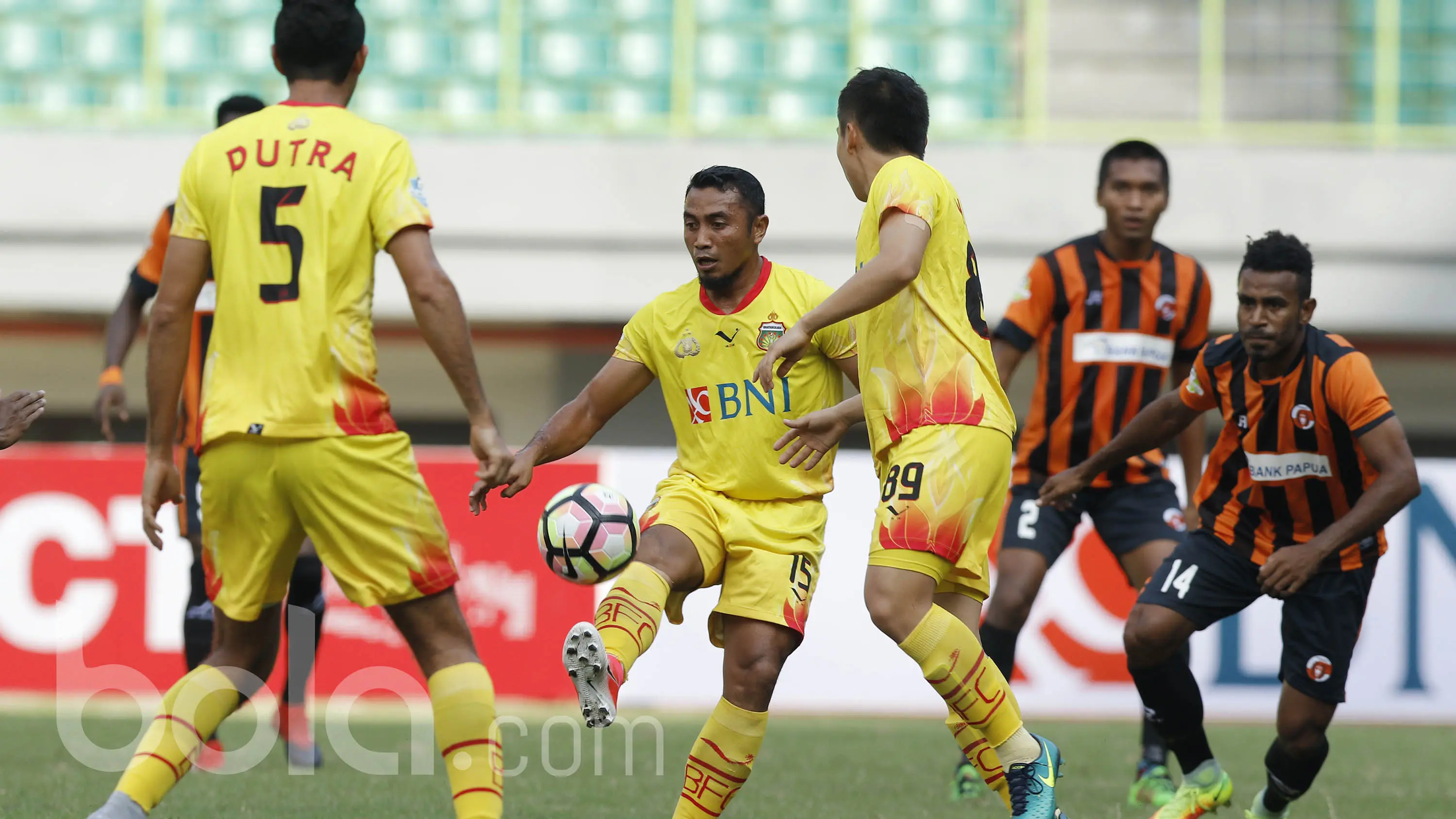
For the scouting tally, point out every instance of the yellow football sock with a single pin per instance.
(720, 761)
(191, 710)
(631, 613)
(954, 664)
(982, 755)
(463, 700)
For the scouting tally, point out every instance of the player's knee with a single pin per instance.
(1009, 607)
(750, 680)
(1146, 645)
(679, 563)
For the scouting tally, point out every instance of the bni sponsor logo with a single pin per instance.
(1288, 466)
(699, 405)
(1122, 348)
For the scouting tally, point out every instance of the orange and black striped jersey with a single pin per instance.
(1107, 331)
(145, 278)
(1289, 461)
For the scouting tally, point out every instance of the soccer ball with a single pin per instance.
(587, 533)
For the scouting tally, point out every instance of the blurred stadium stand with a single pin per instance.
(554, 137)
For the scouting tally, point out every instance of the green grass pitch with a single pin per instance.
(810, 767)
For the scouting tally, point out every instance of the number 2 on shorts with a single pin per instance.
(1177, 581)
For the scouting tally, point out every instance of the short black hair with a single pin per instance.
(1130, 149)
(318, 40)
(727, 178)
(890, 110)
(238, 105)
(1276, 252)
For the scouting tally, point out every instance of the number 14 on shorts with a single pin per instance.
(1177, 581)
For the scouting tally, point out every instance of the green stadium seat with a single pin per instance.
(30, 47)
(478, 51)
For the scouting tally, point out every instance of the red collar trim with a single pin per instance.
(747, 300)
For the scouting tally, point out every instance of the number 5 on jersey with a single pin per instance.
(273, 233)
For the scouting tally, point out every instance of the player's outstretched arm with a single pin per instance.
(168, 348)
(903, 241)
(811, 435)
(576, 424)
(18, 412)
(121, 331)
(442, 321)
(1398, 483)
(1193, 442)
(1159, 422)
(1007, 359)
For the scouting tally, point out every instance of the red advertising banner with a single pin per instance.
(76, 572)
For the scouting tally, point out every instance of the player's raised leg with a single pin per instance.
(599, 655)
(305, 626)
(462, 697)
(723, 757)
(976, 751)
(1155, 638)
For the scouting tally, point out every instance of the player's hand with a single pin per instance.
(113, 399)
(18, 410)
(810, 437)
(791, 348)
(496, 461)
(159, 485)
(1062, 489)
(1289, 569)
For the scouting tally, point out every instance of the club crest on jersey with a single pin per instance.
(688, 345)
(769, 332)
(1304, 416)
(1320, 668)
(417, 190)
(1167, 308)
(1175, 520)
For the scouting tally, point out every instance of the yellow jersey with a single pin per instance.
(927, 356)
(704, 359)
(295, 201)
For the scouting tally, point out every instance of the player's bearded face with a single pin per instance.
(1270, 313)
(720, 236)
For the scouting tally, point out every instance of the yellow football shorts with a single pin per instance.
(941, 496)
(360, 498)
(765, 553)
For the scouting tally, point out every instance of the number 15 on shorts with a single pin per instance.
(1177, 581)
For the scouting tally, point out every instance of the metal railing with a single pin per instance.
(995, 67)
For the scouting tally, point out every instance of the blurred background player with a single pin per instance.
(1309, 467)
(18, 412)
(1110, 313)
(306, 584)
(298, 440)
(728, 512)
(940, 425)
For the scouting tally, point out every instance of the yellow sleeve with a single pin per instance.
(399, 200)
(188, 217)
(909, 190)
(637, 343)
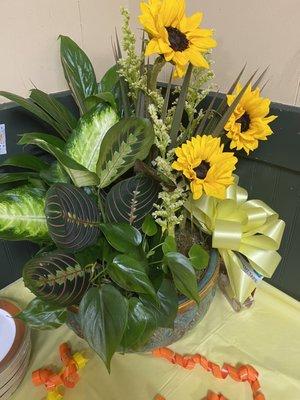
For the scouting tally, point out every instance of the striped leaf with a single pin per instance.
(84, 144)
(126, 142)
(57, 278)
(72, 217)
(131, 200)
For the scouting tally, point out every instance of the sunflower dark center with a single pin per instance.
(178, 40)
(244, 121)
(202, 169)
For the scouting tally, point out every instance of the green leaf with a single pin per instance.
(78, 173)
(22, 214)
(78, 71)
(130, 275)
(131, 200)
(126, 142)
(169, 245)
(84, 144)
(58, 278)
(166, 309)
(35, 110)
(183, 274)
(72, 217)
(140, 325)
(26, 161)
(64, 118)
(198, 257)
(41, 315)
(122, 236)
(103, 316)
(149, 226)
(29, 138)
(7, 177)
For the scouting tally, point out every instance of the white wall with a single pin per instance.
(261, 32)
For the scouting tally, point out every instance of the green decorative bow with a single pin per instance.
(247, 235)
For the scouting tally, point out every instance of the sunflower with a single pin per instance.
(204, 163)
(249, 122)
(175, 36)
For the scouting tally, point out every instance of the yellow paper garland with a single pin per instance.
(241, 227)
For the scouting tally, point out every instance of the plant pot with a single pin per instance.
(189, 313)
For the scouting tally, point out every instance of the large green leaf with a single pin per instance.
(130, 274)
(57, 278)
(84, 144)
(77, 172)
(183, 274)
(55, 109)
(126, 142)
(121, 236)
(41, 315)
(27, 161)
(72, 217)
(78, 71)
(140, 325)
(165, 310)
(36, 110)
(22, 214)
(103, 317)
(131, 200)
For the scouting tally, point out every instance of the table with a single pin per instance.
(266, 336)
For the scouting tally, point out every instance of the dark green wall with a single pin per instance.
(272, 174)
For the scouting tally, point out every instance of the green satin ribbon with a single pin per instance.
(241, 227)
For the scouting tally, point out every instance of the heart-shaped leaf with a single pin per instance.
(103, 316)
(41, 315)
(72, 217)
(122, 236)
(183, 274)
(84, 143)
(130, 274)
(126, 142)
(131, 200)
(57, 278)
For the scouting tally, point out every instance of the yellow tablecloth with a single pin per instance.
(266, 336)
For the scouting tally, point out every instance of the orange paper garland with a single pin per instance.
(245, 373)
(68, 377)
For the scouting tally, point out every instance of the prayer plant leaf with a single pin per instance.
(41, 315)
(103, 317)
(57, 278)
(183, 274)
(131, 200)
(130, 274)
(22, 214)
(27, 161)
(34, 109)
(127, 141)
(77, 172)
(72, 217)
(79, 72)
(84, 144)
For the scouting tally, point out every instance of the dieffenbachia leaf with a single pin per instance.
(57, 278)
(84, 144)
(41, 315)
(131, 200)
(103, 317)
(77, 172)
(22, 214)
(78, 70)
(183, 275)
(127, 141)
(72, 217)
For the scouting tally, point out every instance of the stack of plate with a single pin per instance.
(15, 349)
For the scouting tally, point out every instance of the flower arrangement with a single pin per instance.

::::

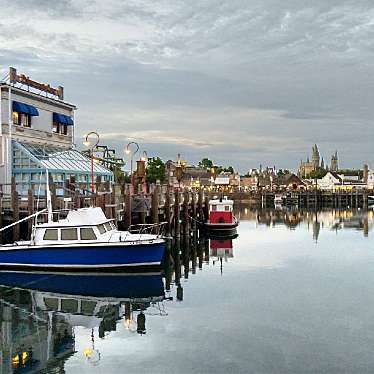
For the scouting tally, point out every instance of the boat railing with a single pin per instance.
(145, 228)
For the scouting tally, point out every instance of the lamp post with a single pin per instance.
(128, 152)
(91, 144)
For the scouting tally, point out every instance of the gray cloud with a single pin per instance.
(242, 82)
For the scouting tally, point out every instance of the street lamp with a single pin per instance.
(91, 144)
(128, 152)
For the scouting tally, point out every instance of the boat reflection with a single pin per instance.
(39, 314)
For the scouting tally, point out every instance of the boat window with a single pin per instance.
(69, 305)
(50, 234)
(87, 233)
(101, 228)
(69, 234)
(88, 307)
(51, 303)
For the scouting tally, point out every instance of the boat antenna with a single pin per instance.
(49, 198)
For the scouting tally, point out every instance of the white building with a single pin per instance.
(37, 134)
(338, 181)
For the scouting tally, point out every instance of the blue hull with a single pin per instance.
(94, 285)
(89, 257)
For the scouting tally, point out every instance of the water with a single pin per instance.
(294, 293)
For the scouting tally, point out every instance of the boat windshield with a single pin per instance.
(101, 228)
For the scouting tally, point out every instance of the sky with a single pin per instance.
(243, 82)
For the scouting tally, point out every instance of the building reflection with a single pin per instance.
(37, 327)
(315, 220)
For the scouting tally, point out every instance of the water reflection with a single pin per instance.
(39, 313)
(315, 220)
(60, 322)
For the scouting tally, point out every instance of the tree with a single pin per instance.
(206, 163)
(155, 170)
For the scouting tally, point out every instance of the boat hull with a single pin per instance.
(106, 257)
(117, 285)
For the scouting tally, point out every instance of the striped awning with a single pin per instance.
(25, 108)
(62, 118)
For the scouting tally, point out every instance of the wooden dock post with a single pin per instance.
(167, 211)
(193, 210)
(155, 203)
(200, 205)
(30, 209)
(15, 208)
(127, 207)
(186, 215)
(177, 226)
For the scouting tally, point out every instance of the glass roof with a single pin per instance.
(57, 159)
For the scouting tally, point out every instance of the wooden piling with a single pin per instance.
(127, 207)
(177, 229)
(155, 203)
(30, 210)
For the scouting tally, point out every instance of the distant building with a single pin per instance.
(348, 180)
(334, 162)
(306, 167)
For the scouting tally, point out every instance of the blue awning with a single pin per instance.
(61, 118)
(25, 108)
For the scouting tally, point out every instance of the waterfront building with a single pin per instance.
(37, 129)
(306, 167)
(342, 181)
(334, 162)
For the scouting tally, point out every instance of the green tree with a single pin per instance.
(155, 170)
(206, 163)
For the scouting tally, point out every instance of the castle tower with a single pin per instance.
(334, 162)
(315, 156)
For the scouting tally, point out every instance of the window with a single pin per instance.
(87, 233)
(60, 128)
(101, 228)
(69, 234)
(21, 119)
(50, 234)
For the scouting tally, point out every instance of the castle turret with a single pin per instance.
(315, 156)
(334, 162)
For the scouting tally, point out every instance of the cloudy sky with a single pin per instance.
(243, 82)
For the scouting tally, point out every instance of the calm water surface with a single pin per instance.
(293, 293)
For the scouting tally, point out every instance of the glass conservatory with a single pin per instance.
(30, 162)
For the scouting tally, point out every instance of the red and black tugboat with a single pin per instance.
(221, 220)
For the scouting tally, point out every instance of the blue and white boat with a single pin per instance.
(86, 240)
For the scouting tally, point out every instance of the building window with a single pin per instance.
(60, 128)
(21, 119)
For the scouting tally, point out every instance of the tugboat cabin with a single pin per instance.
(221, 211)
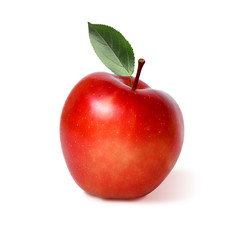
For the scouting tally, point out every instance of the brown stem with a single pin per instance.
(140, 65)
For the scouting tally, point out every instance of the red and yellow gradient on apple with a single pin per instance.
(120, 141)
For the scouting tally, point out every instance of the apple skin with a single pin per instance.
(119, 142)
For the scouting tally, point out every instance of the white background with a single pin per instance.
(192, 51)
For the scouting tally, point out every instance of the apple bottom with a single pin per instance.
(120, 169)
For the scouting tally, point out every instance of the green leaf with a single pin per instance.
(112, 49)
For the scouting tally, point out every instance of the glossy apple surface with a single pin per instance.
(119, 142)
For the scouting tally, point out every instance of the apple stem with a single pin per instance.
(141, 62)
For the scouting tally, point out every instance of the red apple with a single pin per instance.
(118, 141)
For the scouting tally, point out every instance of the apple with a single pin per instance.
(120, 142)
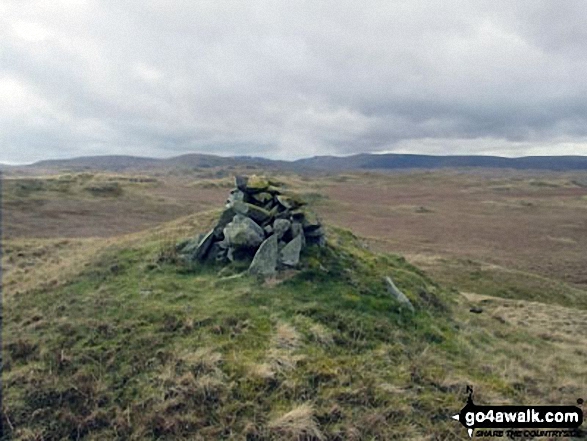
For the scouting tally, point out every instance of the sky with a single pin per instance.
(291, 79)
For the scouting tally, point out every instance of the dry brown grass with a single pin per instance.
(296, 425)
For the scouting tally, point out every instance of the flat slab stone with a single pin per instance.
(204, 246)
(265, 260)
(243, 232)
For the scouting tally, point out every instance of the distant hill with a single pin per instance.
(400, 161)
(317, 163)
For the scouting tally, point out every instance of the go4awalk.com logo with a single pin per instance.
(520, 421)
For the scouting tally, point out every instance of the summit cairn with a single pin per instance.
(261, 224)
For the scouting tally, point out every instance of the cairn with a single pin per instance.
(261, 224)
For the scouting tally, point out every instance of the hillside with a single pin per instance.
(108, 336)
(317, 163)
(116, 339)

::::

▶ _TASK DETAILS_: Locate each line in the items above that contains the word "background" with the same capitalization, and copy those lines out in full.

▶ _WORKED ANSWER_:
For the scouting tally, point out every instance of the blurred background player with a single pin per instance.
For the scouting tally, point out every instance of the white background with a single pin per instance.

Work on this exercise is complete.